[Entries from a point annotation set]

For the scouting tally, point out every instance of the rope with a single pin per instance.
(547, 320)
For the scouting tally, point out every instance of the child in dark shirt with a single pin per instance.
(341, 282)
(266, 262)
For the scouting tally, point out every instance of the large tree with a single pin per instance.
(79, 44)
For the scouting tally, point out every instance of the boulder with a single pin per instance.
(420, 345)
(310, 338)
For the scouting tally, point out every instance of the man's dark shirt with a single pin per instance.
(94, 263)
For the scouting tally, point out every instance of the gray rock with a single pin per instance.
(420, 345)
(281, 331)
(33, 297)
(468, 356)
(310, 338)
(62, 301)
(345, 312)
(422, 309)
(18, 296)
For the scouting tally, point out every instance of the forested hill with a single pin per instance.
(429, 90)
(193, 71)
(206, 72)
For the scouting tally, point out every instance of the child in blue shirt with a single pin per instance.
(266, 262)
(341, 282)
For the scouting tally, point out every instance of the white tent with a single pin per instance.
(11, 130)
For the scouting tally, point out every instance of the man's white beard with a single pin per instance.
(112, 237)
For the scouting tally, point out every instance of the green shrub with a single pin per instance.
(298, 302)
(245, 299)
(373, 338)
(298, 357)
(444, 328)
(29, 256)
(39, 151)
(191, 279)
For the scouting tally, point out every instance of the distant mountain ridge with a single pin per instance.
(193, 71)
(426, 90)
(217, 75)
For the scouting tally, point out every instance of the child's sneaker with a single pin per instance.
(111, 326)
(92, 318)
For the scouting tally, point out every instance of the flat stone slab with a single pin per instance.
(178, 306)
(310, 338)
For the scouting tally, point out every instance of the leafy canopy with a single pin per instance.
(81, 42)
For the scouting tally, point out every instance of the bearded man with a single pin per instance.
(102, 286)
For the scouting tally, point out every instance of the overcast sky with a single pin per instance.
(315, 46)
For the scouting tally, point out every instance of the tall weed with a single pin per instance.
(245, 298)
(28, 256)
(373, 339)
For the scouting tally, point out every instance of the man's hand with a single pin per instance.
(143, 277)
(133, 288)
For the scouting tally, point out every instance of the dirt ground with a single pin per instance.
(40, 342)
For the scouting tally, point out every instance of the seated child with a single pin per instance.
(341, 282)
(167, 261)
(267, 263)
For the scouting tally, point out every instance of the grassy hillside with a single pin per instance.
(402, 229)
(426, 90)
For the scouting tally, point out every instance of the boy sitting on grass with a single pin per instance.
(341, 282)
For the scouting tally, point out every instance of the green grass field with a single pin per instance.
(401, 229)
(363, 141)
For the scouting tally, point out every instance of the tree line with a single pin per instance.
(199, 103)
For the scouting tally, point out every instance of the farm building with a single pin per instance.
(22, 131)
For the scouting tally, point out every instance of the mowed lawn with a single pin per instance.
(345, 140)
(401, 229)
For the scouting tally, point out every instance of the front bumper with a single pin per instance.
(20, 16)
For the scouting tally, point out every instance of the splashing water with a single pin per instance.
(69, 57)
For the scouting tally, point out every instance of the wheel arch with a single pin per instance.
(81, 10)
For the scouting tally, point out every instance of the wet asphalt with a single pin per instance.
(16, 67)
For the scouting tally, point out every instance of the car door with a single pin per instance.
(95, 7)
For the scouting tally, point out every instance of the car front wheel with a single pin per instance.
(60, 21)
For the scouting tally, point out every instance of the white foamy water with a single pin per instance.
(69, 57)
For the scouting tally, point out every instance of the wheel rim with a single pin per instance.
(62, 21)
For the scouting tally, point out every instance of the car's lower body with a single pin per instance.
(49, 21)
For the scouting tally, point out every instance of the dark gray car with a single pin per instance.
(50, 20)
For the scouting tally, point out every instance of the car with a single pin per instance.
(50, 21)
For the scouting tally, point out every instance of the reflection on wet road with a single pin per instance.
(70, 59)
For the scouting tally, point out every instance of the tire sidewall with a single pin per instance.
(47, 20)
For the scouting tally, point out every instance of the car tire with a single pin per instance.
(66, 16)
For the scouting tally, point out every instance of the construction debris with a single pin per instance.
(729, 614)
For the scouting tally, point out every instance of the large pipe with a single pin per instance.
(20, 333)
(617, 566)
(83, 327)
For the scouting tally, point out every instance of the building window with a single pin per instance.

* _OBJECTIVE_:
Exactly as written, please output every entry.

* _RESULT FOR THIS EXERCISE_:
For the scouting tally, point out every instance of the rope with a single pin per instance.
(547, 320)
For the scouting tally, point out every instance of the child in dark shirt with a single pin per instance.
(341, 282)
(266, 262)
For the scouting tally, point out every instance of the large tree with a single pin per instance.
(79, 44)
For the scouting tally, point out every instance of the boulder with a single pin per instance.
(420, 345)
(310, 338)
For the scouting tally, point out every instance of the man's dark shirt with a single pin per instance.
(94, 263)
For the scouting tally, point out every instance of the gray rock with a single pin per instance.
(420, 345)
(281, 331)
(33, 297)
(468, 356)
(310, 338)
(62, 301)
(345, 312)
(422, 309)
(18, 296)
For the scouting tally, point out every instance of the forested hill with a single pin per instance.
(429, 90)
(193, 71)
(206, 72)
For the scouting tally, point out every instance of the child in blue shirt with a single pin per instance.
(266, 262)
(341, 282)
For the scouting tally, point out every instance of the white tent with a single pin per instance.
(11, 130)
For the scouting tally, point out every instance of the man's white beard with a single pin per instance.
(112, 237)
For the scouting tally, point out every instance of the green shrub with a single pin per instance.
(298, 302)
(245, 299)
(373, 338)
(298, 357)
(444, 328)
(29, 256)
(39, 151)
(191, 279)
For the scouting tally, point out every instance of the distant mountain ridge with a single pin per instance.
(193, 71)
(426, 90)
(217, 75)
For the scouting tally, point out every instance of the child's sneaker with a single pin per instance.
(111, 326)
(92, 318)
For the scouting tally, point out every instance of the flat stone slab with a single pin per instance.
(178, 306)
(310, 338)
For the scouting tally, point out every instance of the leafy canopy with a single pin per instance.
(81, 42)
For the scouting tally, point out every instance of the bearded man with a single pin per instance.
(102, 286)
For the scouting tally, point out every instance of the overcast sky with a single pin per instance.
(315, 46)
For the scouting tally, point out every instance of the tall weed with a single pin per instance.
(245, 298)
(28, 256)
(373, 339)
For the scouting tally, point out every instance of the man's hand with a single pin per instance.
(143, 277)
(133, 288)
For the scouting tally, point out every instance of the dirt ground with a single pin per instance.
(40, 342)
For the scouting tally, point out every instance of the seated child with a single pin per instance.
(341, 282)
(167, 261)
(267, 263)
For the scouting tally, point out every instance of the grassy hillside with a single pin per instance.
(402, 229)
(426, 90)
For the scouting tally, point out every instance of the boy sitting on grass with a single pin per instance.
(341, 282)
For the scouting tally, point out every instance of the green grass field with a single pin per instance.
(401, 229)
(363, 141)
For the scouting tally, point out every instance of the tree line with a single pin per instance.
(199, 103)
For the scouting tally, point out every instance of the farm building with a single pin per instance.
(22, 131)
For the scouting tally, point out every instance of the mowed lawn with a single pin per instance.
(345, 140)
(401, 229)
For the scouting tally, point out every instance of the front bumper with a single pin per instance.
(20, 16)
For the scouting tally, point out every instance of the splashing water with a single pin per instance.
(69, 57)
For the scouting tally, point out every instance of the wheel arch with a single pin per instance.
(81, 10)
For the scouting tally, point out every instance of the wet asphalt with a single pin per instance.
(16, 67)
For the scouting tally, point out every instance of the car door with a single pin per instance.
(95, 7)
For the scouting tally, point out every instance of the car front wheel with a single pin per instance.
(60, 21)
For the scouting tally, point out every instance of the white foamy water with a single pin per instance.
(69, 57)
For the scouting tally, point out every instance of the wheel rim with a single pin per instance.
(62, 21)
For the scouting tally, point out every instance of the car's lower body with a single pin per instance.
(49, 21)
For the scouting tally, point out every instance of the dark gray car with a single pin per instance.
(50, 20)
For the scouting tally, point out every instance of the car with a single pin per instance.
(50, 21)
For the scouting tally, point out every instance of the reflection on wet road with a single pin per instance.
(70, 59)
For the scouting tally, point out every instance of the tire sidewall with a single pin per instance.
(47, 20)
For the scouting tally, point out every instance of the car tire with a single pin per instance.
(66, 16)
For the scouting tally, point out every instance of the construction debris with a single pin per instance.
(729, 614)
For the scouting tally, point out every instance of the large pipe with a single pin per instance.
(20, 333)
(617, 566)
(83, 327)
For the scouting tally, point out every instance of the building window with a single pin per instance.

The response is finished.